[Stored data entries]
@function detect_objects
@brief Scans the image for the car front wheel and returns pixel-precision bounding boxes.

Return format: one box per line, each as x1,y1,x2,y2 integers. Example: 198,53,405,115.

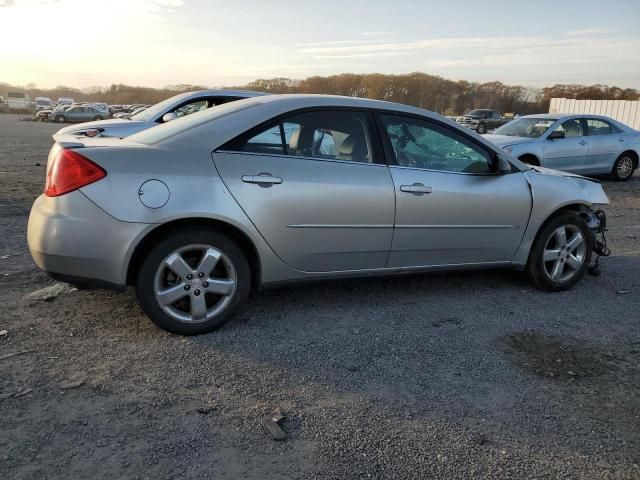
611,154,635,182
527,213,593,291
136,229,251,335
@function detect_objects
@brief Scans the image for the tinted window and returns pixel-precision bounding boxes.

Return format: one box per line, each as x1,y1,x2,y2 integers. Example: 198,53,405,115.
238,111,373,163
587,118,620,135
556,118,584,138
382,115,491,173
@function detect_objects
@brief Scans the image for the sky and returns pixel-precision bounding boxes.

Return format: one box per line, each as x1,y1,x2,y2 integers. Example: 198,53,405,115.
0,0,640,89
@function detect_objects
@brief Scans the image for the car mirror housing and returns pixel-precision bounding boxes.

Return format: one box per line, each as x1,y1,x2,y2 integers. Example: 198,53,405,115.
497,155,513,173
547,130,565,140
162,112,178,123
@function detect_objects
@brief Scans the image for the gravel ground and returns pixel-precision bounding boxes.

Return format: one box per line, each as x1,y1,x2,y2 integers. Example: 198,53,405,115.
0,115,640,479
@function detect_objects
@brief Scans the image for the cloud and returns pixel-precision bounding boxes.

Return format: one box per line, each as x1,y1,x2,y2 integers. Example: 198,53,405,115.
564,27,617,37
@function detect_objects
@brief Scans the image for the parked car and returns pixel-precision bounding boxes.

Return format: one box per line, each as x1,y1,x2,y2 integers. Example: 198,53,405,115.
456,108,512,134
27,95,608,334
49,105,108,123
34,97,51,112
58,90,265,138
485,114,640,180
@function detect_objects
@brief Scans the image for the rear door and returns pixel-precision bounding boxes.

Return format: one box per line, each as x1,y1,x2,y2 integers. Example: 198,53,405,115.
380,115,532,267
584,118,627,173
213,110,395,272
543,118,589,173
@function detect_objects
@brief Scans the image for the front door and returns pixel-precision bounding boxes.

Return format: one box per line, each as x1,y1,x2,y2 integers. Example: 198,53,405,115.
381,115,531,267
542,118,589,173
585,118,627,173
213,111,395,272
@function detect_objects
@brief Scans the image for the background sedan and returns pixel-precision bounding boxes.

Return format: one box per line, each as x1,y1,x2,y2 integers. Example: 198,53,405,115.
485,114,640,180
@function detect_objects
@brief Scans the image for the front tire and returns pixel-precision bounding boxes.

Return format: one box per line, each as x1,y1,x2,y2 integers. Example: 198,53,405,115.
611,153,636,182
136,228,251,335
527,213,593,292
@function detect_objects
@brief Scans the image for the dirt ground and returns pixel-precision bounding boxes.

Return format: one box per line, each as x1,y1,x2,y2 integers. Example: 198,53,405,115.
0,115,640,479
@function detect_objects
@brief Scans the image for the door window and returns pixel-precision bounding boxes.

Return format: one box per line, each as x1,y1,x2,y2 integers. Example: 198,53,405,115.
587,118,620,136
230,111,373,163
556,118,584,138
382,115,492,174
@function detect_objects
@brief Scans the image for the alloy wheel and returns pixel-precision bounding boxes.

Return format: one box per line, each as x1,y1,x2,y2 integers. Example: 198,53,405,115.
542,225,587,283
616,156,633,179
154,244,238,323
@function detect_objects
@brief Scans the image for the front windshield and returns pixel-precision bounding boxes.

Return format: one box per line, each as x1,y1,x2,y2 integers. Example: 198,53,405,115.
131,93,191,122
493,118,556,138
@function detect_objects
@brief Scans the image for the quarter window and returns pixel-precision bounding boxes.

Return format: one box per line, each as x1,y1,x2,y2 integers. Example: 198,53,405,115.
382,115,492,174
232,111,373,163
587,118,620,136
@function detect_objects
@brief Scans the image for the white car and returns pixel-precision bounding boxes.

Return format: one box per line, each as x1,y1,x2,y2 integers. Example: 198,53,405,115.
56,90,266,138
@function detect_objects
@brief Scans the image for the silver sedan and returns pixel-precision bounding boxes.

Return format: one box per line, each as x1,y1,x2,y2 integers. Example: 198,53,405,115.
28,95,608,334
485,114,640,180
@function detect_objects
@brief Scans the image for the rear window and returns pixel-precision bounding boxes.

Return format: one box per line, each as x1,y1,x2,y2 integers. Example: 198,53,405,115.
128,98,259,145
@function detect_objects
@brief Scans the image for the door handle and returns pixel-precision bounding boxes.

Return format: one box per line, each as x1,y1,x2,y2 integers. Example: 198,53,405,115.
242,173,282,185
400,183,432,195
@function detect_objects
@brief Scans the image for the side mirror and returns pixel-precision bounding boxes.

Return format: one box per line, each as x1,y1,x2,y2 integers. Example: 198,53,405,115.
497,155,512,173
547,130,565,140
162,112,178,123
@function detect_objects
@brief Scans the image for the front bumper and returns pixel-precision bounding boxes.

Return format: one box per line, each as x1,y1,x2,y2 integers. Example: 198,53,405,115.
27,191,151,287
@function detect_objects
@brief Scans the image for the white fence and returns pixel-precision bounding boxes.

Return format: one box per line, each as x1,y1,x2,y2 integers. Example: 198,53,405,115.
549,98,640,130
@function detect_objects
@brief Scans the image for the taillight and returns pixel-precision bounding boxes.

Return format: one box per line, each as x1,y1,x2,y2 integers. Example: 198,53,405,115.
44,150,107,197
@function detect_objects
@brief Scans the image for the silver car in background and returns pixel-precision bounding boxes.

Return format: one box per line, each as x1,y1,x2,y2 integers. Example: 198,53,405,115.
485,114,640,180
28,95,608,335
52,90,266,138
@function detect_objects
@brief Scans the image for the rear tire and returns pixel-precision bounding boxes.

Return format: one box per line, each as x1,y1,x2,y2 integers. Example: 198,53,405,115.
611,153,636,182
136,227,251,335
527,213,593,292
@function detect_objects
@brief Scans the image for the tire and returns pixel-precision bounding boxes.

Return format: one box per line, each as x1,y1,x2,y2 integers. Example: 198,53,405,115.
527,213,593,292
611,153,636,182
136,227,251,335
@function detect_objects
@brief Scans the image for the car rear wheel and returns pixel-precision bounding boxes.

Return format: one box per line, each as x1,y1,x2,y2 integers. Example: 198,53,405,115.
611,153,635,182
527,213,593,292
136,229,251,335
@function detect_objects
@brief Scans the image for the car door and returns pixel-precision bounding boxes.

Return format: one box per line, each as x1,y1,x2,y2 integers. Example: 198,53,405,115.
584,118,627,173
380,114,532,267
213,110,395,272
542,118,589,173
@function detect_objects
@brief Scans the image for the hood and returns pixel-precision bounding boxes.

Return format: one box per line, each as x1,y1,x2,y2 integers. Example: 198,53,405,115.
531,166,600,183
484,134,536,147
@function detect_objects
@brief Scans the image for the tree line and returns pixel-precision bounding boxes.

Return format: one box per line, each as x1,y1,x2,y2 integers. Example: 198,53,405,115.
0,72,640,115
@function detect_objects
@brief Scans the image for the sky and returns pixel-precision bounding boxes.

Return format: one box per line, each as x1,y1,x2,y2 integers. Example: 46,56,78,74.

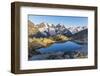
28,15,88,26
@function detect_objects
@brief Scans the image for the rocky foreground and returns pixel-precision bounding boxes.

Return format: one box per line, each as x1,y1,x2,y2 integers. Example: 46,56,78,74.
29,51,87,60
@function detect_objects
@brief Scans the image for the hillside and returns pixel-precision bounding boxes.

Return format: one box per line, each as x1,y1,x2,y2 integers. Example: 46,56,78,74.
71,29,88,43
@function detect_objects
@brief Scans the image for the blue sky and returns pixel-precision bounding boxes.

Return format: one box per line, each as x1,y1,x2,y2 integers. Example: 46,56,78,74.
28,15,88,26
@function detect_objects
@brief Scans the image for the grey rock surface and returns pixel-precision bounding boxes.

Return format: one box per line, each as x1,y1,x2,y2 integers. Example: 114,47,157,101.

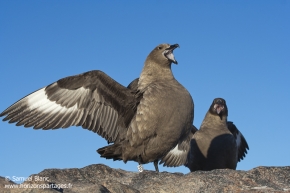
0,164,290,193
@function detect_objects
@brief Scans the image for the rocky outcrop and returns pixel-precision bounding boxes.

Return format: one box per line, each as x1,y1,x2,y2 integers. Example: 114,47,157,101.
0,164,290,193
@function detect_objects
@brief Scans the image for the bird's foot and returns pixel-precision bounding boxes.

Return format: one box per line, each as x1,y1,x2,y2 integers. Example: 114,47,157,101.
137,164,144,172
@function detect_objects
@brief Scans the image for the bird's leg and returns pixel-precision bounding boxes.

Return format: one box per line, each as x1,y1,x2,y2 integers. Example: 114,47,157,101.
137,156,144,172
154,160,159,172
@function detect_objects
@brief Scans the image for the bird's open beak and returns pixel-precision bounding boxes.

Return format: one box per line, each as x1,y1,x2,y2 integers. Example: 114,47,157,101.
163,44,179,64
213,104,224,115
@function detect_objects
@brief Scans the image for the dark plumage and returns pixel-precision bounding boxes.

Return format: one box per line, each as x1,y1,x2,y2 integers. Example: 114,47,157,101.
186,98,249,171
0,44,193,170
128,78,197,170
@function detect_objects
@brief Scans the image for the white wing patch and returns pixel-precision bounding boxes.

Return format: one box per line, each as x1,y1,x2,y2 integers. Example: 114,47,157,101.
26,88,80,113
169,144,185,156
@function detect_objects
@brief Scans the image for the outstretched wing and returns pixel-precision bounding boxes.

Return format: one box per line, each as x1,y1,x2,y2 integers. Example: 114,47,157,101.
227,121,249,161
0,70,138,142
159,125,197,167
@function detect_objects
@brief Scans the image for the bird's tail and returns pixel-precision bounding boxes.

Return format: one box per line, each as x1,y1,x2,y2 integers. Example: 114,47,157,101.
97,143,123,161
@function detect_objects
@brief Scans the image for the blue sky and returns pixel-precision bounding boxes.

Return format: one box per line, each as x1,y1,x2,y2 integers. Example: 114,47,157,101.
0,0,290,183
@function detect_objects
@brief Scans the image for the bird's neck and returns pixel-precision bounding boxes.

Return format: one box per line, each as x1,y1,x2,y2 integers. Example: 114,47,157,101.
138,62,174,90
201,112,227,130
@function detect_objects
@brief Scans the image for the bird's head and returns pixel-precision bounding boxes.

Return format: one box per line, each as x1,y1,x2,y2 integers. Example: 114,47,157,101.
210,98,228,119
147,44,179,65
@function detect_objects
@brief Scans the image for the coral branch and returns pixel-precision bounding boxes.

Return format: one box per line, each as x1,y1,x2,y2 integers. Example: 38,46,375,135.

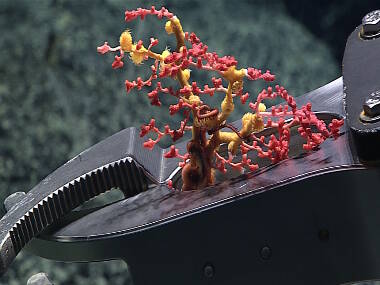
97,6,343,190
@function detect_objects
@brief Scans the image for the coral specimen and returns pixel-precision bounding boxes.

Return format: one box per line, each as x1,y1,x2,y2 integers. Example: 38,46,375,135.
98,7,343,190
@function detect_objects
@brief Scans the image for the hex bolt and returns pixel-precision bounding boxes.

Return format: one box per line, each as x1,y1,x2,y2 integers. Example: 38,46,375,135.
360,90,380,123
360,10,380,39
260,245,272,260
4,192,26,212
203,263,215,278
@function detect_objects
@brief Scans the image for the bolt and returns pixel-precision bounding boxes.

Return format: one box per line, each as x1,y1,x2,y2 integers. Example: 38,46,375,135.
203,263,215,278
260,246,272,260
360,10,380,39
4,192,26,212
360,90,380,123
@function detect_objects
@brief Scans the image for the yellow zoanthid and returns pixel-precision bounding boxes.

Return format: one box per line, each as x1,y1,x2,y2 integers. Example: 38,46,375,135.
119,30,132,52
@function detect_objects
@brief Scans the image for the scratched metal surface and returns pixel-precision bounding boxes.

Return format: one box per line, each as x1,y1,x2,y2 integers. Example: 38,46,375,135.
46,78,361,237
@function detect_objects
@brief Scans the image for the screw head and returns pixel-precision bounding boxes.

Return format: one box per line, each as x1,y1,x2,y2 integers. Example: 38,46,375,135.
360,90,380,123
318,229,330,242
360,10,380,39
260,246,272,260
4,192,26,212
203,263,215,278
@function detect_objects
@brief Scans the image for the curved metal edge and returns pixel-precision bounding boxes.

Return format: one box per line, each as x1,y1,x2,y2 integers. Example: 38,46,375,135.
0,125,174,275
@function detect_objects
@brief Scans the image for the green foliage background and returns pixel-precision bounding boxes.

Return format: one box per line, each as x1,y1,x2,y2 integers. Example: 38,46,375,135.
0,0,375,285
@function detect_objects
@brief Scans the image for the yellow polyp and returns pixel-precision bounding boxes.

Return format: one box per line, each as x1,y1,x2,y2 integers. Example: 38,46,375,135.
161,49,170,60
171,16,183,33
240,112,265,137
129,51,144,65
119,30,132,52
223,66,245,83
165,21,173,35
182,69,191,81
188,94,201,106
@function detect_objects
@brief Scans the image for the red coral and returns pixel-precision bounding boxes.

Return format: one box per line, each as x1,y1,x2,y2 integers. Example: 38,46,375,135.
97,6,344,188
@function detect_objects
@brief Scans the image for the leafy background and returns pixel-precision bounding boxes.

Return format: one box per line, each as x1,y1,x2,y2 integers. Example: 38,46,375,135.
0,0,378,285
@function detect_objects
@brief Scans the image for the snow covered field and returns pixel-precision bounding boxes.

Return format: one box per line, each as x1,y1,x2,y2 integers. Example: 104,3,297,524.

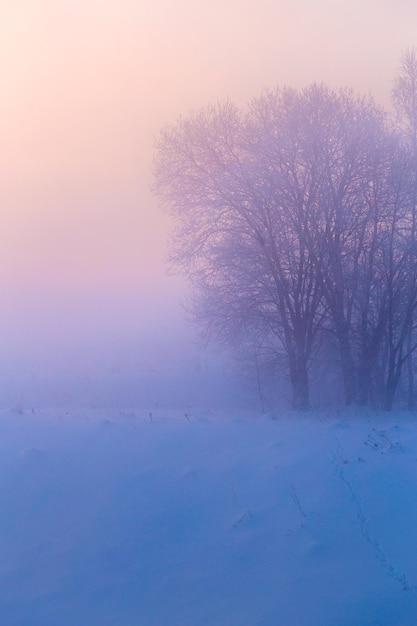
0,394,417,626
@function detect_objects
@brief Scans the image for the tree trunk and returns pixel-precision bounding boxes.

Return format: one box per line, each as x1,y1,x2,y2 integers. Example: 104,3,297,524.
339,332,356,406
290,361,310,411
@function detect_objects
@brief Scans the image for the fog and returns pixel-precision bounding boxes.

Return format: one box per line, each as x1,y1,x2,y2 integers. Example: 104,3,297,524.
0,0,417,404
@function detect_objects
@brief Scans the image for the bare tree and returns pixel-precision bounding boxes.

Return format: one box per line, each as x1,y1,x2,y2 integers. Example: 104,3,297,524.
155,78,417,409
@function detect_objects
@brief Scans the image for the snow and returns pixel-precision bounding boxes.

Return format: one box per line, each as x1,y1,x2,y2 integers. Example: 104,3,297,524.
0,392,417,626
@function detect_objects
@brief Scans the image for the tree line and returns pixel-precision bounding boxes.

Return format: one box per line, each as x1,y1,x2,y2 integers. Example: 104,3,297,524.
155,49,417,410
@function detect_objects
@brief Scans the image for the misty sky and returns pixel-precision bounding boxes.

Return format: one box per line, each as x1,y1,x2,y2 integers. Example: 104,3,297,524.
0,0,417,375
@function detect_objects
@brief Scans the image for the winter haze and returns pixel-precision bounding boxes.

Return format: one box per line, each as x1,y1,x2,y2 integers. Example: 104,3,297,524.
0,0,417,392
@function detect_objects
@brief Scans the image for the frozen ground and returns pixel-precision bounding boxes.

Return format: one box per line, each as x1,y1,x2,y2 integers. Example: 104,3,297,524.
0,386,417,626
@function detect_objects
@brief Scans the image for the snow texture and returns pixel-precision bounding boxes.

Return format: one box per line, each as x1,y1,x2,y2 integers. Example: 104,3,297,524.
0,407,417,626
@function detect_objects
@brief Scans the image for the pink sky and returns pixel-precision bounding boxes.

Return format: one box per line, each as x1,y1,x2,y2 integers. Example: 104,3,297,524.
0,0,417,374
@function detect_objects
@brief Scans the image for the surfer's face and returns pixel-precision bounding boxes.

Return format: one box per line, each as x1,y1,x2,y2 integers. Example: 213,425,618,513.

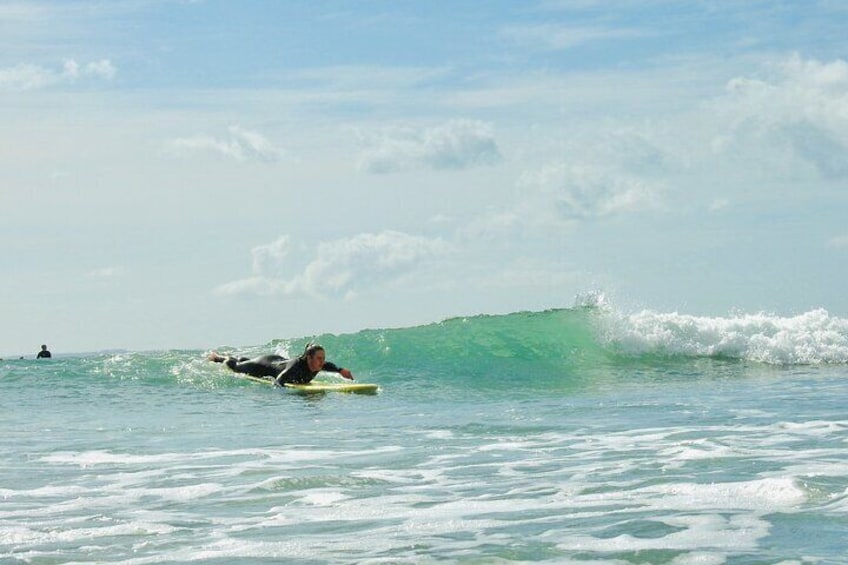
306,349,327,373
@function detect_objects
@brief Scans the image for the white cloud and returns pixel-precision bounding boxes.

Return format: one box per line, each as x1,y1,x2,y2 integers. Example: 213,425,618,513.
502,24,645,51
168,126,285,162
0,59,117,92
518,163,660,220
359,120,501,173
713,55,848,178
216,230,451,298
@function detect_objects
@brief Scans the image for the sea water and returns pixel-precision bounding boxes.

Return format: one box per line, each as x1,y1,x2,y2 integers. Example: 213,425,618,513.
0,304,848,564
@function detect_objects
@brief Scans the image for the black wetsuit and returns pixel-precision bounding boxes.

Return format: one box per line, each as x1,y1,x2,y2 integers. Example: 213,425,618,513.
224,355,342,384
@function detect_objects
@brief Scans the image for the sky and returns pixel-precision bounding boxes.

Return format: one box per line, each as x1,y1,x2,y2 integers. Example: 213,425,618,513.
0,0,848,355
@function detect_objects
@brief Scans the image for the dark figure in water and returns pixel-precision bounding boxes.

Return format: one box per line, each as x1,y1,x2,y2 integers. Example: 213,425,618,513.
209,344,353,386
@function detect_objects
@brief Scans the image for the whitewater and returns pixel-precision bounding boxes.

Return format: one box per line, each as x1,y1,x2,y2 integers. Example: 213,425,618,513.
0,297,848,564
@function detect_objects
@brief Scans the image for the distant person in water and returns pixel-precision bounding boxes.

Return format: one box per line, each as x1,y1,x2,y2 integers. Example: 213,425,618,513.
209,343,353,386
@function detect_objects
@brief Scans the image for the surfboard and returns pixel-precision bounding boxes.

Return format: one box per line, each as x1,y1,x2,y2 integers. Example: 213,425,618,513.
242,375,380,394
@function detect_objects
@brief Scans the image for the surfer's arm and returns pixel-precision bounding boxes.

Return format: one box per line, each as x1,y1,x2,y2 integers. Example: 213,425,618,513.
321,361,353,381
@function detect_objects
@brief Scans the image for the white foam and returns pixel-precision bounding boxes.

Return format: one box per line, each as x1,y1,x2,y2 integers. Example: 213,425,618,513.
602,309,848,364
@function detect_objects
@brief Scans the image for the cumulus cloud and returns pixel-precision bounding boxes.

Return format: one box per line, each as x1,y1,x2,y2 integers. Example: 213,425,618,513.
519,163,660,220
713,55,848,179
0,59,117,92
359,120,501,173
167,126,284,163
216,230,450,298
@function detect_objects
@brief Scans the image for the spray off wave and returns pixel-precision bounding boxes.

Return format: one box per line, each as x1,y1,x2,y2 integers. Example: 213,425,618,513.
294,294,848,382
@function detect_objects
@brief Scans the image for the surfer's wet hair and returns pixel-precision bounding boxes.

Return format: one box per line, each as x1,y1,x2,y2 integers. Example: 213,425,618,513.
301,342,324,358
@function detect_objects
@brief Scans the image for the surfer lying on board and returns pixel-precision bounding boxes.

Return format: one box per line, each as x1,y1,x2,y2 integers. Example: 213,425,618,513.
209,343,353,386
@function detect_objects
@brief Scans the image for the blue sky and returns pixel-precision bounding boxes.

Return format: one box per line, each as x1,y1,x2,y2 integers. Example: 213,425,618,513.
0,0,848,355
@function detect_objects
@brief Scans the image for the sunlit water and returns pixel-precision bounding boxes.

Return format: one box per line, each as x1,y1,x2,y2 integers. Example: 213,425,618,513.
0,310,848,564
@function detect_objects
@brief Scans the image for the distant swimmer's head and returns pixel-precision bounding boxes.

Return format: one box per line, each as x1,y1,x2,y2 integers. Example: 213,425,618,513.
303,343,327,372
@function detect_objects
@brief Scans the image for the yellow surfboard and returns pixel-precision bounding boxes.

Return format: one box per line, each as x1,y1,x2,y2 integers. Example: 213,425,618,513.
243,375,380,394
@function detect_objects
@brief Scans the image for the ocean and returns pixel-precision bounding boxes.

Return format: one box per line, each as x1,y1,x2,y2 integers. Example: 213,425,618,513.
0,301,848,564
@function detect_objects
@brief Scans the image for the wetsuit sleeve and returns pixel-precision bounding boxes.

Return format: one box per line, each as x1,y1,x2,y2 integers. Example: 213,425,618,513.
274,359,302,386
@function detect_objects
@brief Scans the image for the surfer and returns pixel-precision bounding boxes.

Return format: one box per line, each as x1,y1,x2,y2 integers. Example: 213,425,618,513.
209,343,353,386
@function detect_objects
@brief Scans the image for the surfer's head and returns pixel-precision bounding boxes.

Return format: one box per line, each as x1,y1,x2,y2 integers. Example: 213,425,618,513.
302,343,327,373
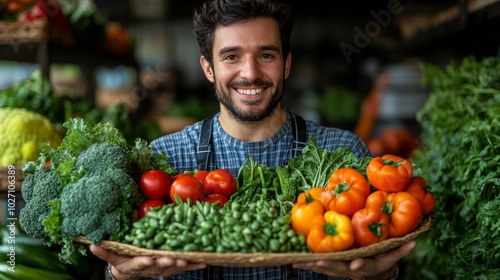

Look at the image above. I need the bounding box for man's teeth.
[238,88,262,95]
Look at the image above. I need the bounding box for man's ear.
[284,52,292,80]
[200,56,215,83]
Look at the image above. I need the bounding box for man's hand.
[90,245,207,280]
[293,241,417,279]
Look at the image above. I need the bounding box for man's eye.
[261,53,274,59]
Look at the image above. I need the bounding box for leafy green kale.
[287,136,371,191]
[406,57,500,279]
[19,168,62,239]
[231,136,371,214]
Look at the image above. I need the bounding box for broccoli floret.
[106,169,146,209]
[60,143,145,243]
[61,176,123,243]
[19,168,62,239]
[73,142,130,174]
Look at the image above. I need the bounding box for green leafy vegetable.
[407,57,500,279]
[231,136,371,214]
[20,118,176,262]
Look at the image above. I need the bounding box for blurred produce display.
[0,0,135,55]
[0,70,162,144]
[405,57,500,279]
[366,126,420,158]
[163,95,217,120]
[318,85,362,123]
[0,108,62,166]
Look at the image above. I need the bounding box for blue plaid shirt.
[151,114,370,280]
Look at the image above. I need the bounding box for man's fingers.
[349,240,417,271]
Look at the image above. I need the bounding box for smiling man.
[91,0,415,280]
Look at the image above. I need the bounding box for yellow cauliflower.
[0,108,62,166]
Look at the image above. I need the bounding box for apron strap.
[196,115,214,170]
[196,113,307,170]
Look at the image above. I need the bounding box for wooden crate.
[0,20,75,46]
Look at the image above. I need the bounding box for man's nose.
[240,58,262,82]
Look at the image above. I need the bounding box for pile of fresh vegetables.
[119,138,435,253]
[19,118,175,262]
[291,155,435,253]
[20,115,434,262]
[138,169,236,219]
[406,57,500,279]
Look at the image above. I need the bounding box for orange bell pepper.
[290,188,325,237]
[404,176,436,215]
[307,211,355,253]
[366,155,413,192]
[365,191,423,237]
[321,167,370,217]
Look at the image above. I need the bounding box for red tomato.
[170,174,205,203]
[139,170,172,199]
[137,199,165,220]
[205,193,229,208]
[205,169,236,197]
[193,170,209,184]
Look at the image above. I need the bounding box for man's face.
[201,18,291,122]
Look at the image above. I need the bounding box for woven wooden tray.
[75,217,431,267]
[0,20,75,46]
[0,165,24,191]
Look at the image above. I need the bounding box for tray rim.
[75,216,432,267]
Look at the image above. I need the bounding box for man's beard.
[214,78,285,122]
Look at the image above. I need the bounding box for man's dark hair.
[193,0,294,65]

Prompt: Reproduce verbatim the stretch of entries from the line containing "for man's eye." through the line containing "[240,58,262,82]", including both of those lines.

Answer to this task:
Look at the image above. I need the bounding box for man's eye.
[261,53,274,59]
Look at the image above. I need the bounding box for leafy green kale.
[287,136,371,191]
[406,57,500,279]
[19,168,62,239]
[231,136,371,214]
Look at the image above. I need the bounding box for broccoli floret.
[106,169,146,209]
[60,143,145,243]
[61,176,123,243]
[19,168,62,239]
[73,142,130,174]
Look at the image above. I need the bounding box for green leafy vegetable.
[407,57,500,279]
[231,136,371,214]
[20,118,176,262]
Look at the image above. I need the bounding box for blurred produce display.
[0,0,135,55]
[0,70,162,144]
[405,57,500,279]
[366,126,420,158]
[163,95,217,120]
[318,85,362,123]
[0,108,62,166]
Look at the image above. I need the bounding box for blue plaid shirt.
[151,114,370,280]
Look at the image above. I need the bounding box for man's fingers.
[349,240,417,271]
Look at the image above. I need the bounding box for smiling man.
[91,0,415,280]
Look at the image above. I need the bounding box for yellow cauliflower.
[0,108,62,166]
Look at the image above. I need the bounding box for apron strap.
[196,115,214,170]
[196,113,307,170]
Look at the image above. I need the bounding box for wooden crate.
[0,20,75,46]
Look at the image above. I need the bounding box for man's nose.
[240,58,262,82]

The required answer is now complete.